Assignment A -
In the spalted birch bowl thread, what did duncsuss use to finish the bowl?
Assignment B -
Write the next part of the spalted birch bowl thread, picking up right after its last post.

━━━ Selected extract

# spalted birch bowl



## duncsuss (Dec 3, 2013)

A friend gave me some white/silver birch way back in March 2012, and I just discovered the last piece. I made a natural bark edge bowl from it back then, and to be honest it needed it because the wood was kind of bland.

Sitting around in my woodpile seems to have been good for its character -- this is what it looks like now.

About 10" diameter, 3.5" high. Finished with a few wipes of Danish Oil then buffed with tripoli, white diamond and carnauba wax.

Reactions: Like 9


----------



## Mike1950 (Dec 3, 2013)

Nice bowl!!


----------



## duncsuss (Dec 3, 2013)

Mike1950 said:


> Nice bowl!!


Thanks, Mike. When I saw the figure, it reminded me of a ceramic bowl my mother used for mixing the ingredients when she baked bread and cakes, and I aimed for that shape.

Reactions: Like 1


----------



## barry richardson (Dec 3, 2013)

Very Nice! I like that style, like you, it reminds me of the old style crock bowls


----------



## Ms. Rdnkmedic (Dec 3, 2013)

Cool beans! I love the color.


----------



## WoodLove (Dec 3, 2013)

Outstanding bowl. Love the spalting!!!


----------



## Johnturner (Dec 3, 2013)

Duncan
You've done it again -Very Nice.
John


----------



## Woodman (Dec 3, 2013)

It doesn't get much better. Three thumbs up.


----------



## BarbS (Dec 3, 2013)

Wonderful! Excellent wood and a perfect style for it.


----------



## duncsuss (Dec 3, 2013)

barry richardson said:


> Very Nice! I like that style, like you, it reminds me of the old style crock bowls





Ms. Rdnkmedic said:


> Cool beans! I love the color.





goslin99 said:


> Wow. Beautiful





WoodLove said:


> Outstanding bowl. Love the spalting!!!





Johnturner said:


> Duncan You've done it again -Very Nice. John





Woodman said:


> It doesn't get much better. Three thumbs up.





BarbS said:


> Wonderful! Excellent wood and a perfect style for it.



Thanks everyone


----------



## DKMD (Dec 3, 2013)

Nicely done, Duncan!


----------



## duncsuss (Dec 3, 2013)

DKMD said:


> Nicely done, Duncan!


Thanks


----------



## sprucegum (Dec 4, 2013)

I like it, I do not recall seeing any other spalted birch projects posted here. Kind of surprising since birch logs seem to spalt very fast.


----------



## NYWoodturner (Dec 4, 2013)

━━━━━━
━━━ Input data

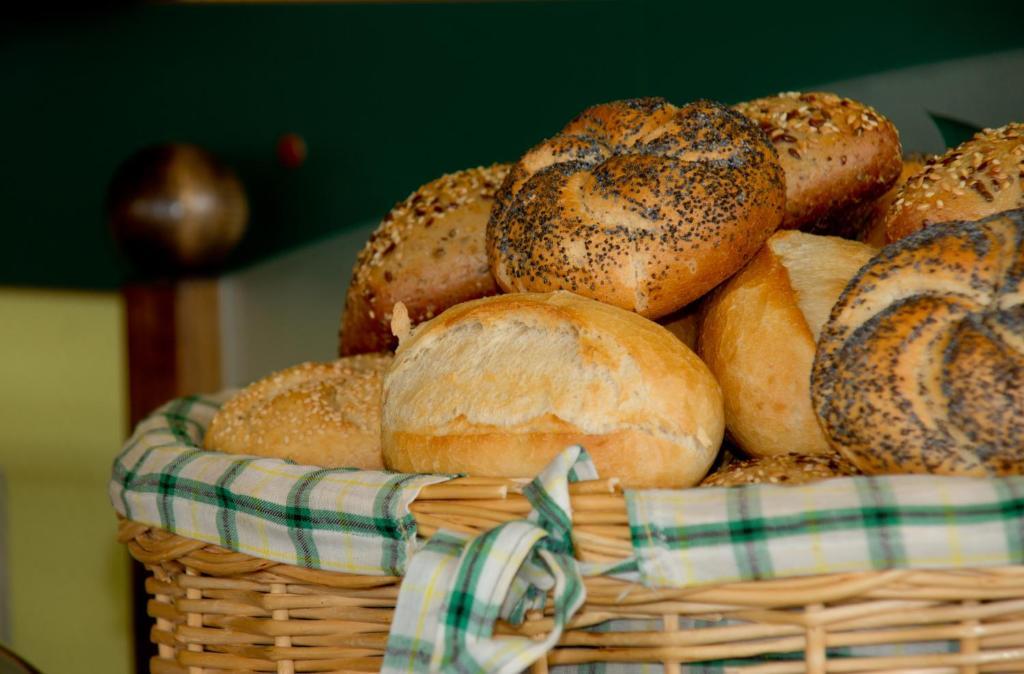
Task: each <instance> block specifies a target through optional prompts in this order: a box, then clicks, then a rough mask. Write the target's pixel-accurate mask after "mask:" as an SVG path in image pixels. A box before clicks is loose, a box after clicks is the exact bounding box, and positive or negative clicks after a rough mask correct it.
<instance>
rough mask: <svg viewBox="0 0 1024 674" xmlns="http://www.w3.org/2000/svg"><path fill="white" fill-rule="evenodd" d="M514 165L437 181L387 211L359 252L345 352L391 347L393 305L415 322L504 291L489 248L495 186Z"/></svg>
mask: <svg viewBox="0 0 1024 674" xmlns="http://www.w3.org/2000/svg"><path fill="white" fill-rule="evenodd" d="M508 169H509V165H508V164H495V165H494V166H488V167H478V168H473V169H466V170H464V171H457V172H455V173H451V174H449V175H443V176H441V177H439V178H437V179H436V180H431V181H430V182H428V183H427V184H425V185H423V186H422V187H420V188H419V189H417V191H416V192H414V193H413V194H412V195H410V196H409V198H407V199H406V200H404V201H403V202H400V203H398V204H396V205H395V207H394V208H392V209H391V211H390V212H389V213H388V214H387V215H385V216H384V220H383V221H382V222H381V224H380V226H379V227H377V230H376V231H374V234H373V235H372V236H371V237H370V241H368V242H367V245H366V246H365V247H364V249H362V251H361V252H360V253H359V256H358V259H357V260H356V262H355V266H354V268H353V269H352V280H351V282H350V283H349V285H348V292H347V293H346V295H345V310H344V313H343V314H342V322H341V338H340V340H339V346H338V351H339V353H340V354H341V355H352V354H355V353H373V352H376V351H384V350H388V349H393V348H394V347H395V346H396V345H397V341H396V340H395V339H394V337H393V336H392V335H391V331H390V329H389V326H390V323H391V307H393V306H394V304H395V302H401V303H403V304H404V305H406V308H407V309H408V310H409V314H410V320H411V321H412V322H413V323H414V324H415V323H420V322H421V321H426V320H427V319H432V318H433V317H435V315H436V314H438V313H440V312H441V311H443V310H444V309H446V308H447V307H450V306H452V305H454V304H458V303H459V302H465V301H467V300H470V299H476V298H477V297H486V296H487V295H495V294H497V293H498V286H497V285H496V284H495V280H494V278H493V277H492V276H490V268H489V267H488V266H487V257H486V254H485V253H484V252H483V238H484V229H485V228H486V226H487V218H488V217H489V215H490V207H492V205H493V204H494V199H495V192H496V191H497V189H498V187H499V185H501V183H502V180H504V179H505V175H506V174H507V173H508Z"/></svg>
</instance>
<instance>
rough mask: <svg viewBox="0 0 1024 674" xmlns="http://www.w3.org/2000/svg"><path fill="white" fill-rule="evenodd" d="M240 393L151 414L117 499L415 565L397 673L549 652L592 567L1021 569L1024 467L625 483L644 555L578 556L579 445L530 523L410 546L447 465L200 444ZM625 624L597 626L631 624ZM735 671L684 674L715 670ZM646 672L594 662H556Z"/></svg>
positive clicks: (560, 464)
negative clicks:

━━━━━━

Output A -
A few wipes of Danish Oil, then buffing with tripoli, white diamond and carnauba wax.

Output B -
Top shelf piece there Duncan! Nice form and finish on a great piece of timber,


----------



## Schroedc (Dec 4, 2013)

Hmmm..... My father in law cut down a birch tree about 3 years ago and the logs are just sitting in a pile..... Might have to see if any have spalted....


----------



## duncsuss (Dec 4, 2013)

sprucegum said:


> I like it, I do not recall seeing any other spalted birch projects posted here. Kind of surprising since birch logs seem to spalt very fast.





NYWoodturner said:


> Top shelf piece there Duncan! Nice form and finish on a great piece of timber,





Schroedc said:


> Hmmm..... My father in law cut down a birch tree about 3 years ago and the logs are just sitting in a pile..... Might have to see if any have spalted....



Thanks everyone 

I believe birch goes beyond "spalted" and becomes punky really fast. This was stored in my garage laying down (as opposed to outdoors on-end in contact with earth), hardly what I understand to be ideal conditions for spalting. That's why it was quite a surprise when I found out how it looks now.


----------



## sprucegum (Dec 4, 2013)

duncsuss said:


> Thanks everyone
> 
> I believe birch goes beyond "spalted" and becomes punky really fast. This was stored in my garage laying down (as opposed to outdoors on-end in contact with earth), hardly what I understand to be ideal conditions for spalting. That's why it was quite a surprise when I found out how it looks now.


I think you are right I have seen winter cut birch ruined for the commercial market by mid June. I expect 3 year old wood would be pretty soft.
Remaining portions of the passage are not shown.